*** TEXT FOR ANALYSIS ***

African American women 
According to Kimberly Jackson, prejudice and assumed stereotypes keep women of color, especially black women from studying in STEM fields. Psychologically, stereotypes on black women's intellect, cognitive abilities, and work ethic contribute to their lack of confidence in STEM. Some schools, such as Spelman College, have made attempts to change perceptions of African-American women and improve their rates of becoming involved and technically proficient in STEM. Students of color, especially Black students, face difficulty in STEM majors as they face hostile climates, microaggressions, and a lack of support and mentorship.

Latin American women 
A 2015 NCWIT study estimated that Latin American women represented only 1% of the US tech workforce. A 2018 study on 50 Latin American women who founded a technology company indicated that 20% were Mexican, 14% bi-racial, 8% unknown, 4% Venezuelan.

Canada 
A Statistics Canada study from 2019 found that first-year women make up 44% of STEM students, compared with 64% of non-STEM students. Those women who transfer out of STEM courses usually go to a related field, such as health care or finance. A study conducted by the University of British Columbia discovered that only 20–25% of computer science students from all Canadian colleges and universities are women. As well, only about 1 in 5 of that percentage will graduate from those programs.

Statistically, women are less likely to choose a STEM program, regardless of mathematical ability. Young men with lower marks in mathematics are more likely to pursue STEM fields than their women-identified peers with higher marks in mathematics.

*** End of TEXT FOR ANALYSIS ***
*** PROVIDED RECORDS ***

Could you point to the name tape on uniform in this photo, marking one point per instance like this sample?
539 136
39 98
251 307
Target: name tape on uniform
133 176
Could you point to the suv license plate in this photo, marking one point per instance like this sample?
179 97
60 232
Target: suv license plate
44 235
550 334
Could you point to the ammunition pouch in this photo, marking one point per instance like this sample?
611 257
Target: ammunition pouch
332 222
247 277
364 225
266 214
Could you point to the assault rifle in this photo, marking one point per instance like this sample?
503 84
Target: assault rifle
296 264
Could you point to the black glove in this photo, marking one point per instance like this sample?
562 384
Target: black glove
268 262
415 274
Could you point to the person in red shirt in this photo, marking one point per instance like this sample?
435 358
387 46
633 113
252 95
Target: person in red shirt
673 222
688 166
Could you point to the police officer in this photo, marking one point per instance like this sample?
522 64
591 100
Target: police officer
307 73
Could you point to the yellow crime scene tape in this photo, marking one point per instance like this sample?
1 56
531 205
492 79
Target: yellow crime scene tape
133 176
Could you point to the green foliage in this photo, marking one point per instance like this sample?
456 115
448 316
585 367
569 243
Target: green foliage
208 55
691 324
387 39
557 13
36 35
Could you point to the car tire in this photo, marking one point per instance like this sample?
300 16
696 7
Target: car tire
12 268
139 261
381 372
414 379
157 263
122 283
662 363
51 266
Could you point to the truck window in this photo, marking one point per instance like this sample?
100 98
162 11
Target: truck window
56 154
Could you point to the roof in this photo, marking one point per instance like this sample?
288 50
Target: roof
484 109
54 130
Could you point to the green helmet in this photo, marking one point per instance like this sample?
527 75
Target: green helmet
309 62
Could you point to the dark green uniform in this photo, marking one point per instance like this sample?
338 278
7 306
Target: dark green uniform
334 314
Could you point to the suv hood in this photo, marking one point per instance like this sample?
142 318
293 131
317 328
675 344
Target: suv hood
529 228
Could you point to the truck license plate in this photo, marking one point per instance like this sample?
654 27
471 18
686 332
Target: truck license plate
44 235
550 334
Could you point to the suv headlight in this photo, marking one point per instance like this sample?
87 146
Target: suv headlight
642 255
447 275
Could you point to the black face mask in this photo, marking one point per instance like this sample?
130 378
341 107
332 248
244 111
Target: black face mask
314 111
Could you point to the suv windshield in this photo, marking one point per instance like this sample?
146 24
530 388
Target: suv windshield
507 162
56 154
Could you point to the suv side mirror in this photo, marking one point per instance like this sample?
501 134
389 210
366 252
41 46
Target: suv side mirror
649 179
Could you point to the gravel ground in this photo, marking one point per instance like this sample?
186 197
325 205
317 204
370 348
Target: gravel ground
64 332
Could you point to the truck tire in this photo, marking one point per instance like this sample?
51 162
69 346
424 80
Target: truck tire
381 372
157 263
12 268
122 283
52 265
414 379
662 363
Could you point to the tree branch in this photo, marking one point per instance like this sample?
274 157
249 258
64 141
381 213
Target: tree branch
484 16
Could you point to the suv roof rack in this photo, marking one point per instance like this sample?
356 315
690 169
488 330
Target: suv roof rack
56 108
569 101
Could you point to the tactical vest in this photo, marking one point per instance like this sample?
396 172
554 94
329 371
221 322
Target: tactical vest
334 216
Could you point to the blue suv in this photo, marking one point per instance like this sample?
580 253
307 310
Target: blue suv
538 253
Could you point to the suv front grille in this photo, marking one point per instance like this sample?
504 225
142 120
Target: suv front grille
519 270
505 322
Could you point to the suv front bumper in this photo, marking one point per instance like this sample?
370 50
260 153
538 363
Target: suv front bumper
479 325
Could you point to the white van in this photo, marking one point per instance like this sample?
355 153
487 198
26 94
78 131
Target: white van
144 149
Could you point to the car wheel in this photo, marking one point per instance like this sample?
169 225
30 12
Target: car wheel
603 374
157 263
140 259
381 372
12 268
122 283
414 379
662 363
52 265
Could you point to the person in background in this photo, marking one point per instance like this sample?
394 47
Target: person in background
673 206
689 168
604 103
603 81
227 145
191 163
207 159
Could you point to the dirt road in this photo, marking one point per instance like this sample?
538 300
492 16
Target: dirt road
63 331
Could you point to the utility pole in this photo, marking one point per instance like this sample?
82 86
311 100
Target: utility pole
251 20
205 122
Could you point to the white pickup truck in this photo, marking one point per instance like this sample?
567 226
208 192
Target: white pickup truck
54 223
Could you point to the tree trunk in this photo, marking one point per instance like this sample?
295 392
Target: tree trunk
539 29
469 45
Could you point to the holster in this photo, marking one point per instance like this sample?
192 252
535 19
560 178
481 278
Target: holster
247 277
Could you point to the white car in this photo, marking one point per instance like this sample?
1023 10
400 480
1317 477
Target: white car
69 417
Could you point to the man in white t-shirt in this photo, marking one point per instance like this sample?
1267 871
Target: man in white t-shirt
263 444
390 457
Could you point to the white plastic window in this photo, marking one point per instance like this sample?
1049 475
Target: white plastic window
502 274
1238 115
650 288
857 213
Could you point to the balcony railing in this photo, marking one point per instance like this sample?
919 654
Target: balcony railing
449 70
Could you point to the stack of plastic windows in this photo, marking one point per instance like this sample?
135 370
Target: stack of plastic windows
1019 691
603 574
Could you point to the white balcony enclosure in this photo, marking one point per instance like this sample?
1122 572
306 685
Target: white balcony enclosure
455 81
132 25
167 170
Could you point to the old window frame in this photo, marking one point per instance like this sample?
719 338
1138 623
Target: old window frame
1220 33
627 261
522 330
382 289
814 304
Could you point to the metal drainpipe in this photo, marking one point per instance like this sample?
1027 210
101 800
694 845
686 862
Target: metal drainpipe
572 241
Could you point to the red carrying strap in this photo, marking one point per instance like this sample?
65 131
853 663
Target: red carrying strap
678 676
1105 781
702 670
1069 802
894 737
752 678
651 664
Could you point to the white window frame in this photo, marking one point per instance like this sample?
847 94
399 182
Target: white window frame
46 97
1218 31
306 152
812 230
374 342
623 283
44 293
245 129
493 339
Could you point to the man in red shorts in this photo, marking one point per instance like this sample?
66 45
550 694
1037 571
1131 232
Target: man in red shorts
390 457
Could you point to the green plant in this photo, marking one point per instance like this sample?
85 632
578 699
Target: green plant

*** End of PROVIDED RECORDS ***

GOAL OF THE EXERCISE:
According to the text on women in STEM, what share of the US tech workforce did a 2015 NCWIT study estimate Latin American women represented? The material has no connection to the text.

RESULT FOR THIS EXERCISE:
Only 1%.